#### WHAT IS NEEDED:
Among the records below, find each line bearing the word "balcony" and copy it.

Data records
►

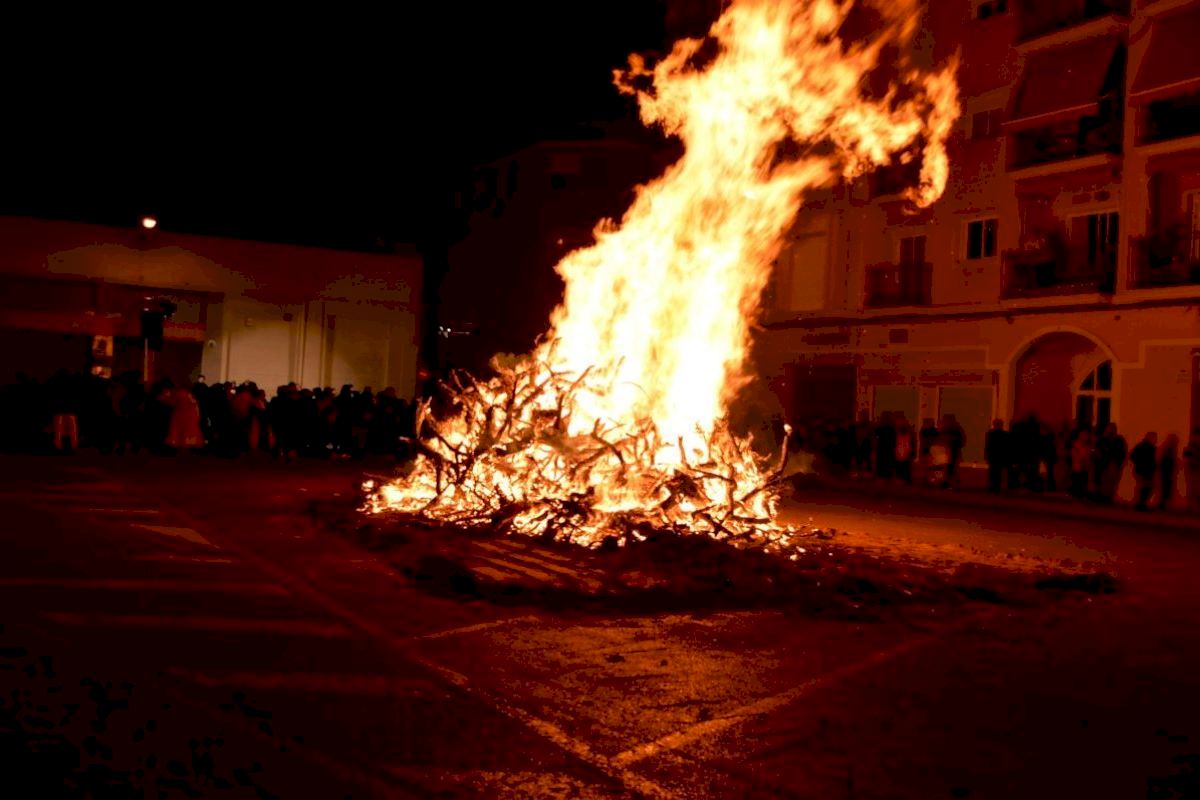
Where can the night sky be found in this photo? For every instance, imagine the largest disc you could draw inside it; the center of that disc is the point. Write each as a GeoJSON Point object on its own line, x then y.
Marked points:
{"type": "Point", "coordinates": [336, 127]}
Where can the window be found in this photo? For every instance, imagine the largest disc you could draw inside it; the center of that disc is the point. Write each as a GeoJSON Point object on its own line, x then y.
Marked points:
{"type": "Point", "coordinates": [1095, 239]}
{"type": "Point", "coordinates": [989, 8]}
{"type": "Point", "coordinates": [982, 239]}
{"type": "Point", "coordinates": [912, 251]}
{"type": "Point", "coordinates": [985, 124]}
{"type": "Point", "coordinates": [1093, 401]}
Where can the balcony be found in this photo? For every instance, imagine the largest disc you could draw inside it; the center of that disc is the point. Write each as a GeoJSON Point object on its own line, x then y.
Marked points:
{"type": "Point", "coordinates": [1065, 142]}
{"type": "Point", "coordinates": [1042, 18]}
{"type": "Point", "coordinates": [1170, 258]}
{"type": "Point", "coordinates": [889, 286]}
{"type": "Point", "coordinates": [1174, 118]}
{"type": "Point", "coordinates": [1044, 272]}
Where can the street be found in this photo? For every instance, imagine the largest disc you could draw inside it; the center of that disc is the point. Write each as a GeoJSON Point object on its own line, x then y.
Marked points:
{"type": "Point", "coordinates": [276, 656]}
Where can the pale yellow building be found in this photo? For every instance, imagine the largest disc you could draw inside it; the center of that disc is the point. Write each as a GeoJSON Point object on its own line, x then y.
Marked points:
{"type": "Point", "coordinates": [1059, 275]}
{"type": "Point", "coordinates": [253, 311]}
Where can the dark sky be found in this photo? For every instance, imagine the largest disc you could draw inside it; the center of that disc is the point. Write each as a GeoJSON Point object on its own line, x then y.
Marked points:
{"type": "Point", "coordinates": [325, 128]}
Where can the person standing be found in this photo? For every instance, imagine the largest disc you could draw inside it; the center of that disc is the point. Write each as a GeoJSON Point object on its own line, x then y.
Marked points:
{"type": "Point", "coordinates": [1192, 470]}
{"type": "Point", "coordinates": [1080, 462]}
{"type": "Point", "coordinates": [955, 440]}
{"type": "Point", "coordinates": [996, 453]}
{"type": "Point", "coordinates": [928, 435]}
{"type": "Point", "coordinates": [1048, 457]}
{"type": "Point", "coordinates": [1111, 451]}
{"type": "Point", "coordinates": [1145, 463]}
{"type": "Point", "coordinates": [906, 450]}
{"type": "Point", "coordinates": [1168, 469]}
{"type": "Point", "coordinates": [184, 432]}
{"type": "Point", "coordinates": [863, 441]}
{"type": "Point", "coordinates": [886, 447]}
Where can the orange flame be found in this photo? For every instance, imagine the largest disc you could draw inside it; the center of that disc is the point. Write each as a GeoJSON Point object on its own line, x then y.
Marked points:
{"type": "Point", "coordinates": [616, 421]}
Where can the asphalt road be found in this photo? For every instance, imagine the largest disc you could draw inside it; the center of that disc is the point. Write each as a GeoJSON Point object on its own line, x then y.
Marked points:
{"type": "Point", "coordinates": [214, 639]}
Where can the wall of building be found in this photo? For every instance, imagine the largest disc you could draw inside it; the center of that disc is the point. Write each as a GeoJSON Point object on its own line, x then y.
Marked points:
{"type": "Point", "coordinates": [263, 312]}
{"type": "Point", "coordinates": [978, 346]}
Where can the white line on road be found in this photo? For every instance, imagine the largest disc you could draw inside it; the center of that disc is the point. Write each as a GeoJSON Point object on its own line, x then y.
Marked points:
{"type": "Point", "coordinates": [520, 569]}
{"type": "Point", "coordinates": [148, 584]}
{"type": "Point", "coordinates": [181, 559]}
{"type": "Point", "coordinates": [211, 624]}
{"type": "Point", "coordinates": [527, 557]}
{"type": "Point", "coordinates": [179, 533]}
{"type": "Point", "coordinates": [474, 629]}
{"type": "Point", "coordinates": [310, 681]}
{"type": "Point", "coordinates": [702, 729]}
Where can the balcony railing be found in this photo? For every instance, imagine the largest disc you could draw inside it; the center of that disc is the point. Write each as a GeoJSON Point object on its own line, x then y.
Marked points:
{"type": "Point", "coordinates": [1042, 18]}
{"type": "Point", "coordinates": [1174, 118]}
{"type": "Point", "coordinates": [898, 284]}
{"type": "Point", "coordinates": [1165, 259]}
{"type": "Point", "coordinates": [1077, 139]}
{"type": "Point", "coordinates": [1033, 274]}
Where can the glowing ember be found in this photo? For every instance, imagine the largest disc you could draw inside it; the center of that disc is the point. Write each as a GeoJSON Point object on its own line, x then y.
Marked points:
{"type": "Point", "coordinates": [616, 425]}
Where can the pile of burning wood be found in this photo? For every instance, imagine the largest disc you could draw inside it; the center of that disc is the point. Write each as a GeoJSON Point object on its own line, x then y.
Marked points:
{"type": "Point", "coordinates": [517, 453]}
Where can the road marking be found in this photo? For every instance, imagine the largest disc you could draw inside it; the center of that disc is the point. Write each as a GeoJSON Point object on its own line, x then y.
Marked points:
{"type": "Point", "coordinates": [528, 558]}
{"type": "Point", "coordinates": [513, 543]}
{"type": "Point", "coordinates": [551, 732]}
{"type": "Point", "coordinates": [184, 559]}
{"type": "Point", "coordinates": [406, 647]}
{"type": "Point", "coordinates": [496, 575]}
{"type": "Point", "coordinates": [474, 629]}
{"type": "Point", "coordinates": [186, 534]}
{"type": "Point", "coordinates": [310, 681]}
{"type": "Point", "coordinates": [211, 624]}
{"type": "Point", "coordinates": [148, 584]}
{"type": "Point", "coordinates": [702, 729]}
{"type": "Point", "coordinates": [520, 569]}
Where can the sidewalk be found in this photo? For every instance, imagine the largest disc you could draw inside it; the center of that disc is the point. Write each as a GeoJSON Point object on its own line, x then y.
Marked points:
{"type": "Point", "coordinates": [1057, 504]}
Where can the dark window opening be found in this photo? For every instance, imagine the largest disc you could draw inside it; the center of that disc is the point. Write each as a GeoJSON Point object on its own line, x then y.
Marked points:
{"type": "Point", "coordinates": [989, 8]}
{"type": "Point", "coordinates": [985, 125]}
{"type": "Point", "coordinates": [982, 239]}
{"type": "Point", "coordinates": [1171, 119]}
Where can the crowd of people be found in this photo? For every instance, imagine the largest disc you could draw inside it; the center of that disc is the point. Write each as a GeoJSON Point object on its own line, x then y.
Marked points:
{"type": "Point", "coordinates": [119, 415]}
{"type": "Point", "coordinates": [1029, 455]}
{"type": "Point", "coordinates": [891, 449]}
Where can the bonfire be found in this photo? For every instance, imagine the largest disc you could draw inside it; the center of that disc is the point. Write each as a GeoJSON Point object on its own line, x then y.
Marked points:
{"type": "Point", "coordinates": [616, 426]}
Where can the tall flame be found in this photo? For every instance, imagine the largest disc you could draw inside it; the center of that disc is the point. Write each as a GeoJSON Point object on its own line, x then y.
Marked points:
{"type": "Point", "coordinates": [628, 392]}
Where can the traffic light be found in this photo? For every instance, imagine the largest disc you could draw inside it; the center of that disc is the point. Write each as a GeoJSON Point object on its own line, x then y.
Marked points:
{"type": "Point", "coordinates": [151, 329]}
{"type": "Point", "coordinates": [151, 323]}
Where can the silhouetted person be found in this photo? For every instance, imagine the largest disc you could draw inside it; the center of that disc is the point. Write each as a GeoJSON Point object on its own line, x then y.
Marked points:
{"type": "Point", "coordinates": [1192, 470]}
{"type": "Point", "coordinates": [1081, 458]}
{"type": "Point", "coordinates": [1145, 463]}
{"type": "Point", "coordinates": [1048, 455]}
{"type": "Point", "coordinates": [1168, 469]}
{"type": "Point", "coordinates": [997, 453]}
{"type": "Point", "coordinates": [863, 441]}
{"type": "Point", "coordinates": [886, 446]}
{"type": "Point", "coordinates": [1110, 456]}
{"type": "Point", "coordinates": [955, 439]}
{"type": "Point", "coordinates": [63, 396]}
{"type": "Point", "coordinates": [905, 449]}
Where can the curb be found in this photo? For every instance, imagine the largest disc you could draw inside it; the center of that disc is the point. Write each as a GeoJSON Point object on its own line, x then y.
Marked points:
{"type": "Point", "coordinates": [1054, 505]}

◄

#### OUTPUT FOR THIS TASK:
Where can the balcony be found in this photo? For every instance, imagine the largest disc you could draw inside it; the center of that disc is the point. Write each as a GeoJSON Point object on its own line, x then y.
Where can the balcony railing be found in this photo? For every instance, imagine the largest disc you could draw inside it; the center of that disc is the point. Write each as a GeoJSON Point object on its own line, x then y.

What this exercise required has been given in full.